▶ **Problems to work on**
(1) In the song-lyrics discussion, which country does the last comment say had occupied southeast Asia before the US became involved there?
(2) Could you reproduce the song-lyrics discussion, everything from "I don't know." down to "than the songwriter.", substituting "flower children" for "hippies"?
(3) Can you proceed with the song-lyrics discussion from the point where it stops?

I don't know. The UK as a nation were not even involved in Vietnam militarily or in any regard. It was a much larger consciousness in the US obviously.
First verse seems to be sarcasm by young working people towards their more rebellious counterparts who have to 'fight' to prove themselves , who are wrong and then have be 'forgiven'
2nd verse sounds like the exodus of youth to Brighton 'getting together before they get much older'. Put out the fire may just mean moving on after stopping and camping
Teenage wasteland seems to be about all the energy wasted by youth revolt at the time. Sounds like a jab at the hippies and anti establishment
jgm4661:
sorry dude, people like you irritate me to no end. If the songwriter himself says "it's aabout vietnam", then there's a pretty good bet it's about vietnam. I can't stand people who "know" what the songwriter meant better than the songwriter.
and you need to look into history a bit. prior to the US being involved in southeast asia, france had occupied it. I'm sure the british had some involvement in that area whether officially or unofficially and could have predicted that a "police action" would not accomplish much.

▶ **Rows from a dataset**
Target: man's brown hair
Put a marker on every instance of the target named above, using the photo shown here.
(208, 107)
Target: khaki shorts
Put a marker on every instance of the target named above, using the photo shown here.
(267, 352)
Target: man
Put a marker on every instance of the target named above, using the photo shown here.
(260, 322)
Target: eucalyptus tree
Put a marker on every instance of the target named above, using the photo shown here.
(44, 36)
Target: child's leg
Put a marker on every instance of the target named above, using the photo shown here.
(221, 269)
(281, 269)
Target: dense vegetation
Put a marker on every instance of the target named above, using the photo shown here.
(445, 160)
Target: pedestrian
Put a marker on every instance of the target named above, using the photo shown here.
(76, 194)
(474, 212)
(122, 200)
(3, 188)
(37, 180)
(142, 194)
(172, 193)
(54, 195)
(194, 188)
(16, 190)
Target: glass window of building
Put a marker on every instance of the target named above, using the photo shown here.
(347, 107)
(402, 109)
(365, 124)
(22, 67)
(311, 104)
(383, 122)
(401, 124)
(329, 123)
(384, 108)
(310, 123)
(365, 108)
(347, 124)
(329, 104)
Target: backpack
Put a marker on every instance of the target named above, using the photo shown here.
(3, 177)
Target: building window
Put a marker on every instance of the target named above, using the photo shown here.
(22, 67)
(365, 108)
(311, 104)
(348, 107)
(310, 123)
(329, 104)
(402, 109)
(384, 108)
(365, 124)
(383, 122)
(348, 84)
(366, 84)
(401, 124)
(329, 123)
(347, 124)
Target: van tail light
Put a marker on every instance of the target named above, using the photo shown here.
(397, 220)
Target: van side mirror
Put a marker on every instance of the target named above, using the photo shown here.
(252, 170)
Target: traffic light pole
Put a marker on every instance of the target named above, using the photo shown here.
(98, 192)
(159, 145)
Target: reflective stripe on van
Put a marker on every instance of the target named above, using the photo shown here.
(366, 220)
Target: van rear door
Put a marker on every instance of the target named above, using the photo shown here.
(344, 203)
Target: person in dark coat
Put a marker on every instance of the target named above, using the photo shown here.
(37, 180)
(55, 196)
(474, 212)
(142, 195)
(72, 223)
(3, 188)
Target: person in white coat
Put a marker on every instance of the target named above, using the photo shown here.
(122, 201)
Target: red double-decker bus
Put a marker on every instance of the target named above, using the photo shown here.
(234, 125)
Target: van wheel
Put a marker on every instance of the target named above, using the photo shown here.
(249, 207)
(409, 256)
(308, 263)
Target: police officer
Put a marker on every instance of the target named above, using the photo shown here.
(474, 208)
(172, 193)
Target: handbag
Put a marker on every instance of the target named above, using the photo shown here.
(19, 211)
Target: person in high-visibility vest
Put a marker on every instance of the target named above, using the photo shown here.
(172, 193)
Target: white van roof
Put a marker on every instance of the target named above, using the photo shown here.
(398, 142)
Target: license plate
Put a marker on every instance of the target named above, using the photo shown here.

▶ **Task-by-task results**
(1) France

(2)
I don't know. The UK as a nation were not even involved in Vietnam militarily or in any regard. It was a much larger consciousness in the US obviously.
First verse seems to be sarcasm by young working people towards their more rebellious counterparts who have to 'fight' to prove themselves , who are wrong and then have be 'forgiven'
2nd verse sounds like the exodus of youth to Brighton 'getting together before they get much older'. Put out the fire may just mean moving on after stopping and camping
Teenage wasteland seems to be about all the energy wasted by youth revolt at the time. Sounds like a jab at the flower children and anti establishment
jgm4661:
sorry dude, people like you irritate me to no end. If the songwriter himself says "it's aabout vietnam", then there's a pretty good bet it's about vietnam. I can't stand people who "know" what the songwriter meant better than the songwriter.

(3)
other than a "teenage wasteland" drug out over far too many years.
look. history class is next door. and don't assume ignorance where there is none. I realize "vietnam" was not just fought in vietnam. Please work on your reading comprehension.
What i said was that if the songwriter himself made a statement about the origin of the song, then chances are pretty good it's accurate.
Besides: "vietnam" was not just a "war". It was a time throughout the world when teens and young adults were beginning to realize there was more going on than they were being told through official channels. It was an era of turmoil, uncertainty and angst.
well i suppose not HATE, but it sure does irritate me.
Considering the number of songs we hear in a lifetime, we shouldn't have to expend so much energy to learn the name of a song just because of the song writer's whimsy. It's a trick name!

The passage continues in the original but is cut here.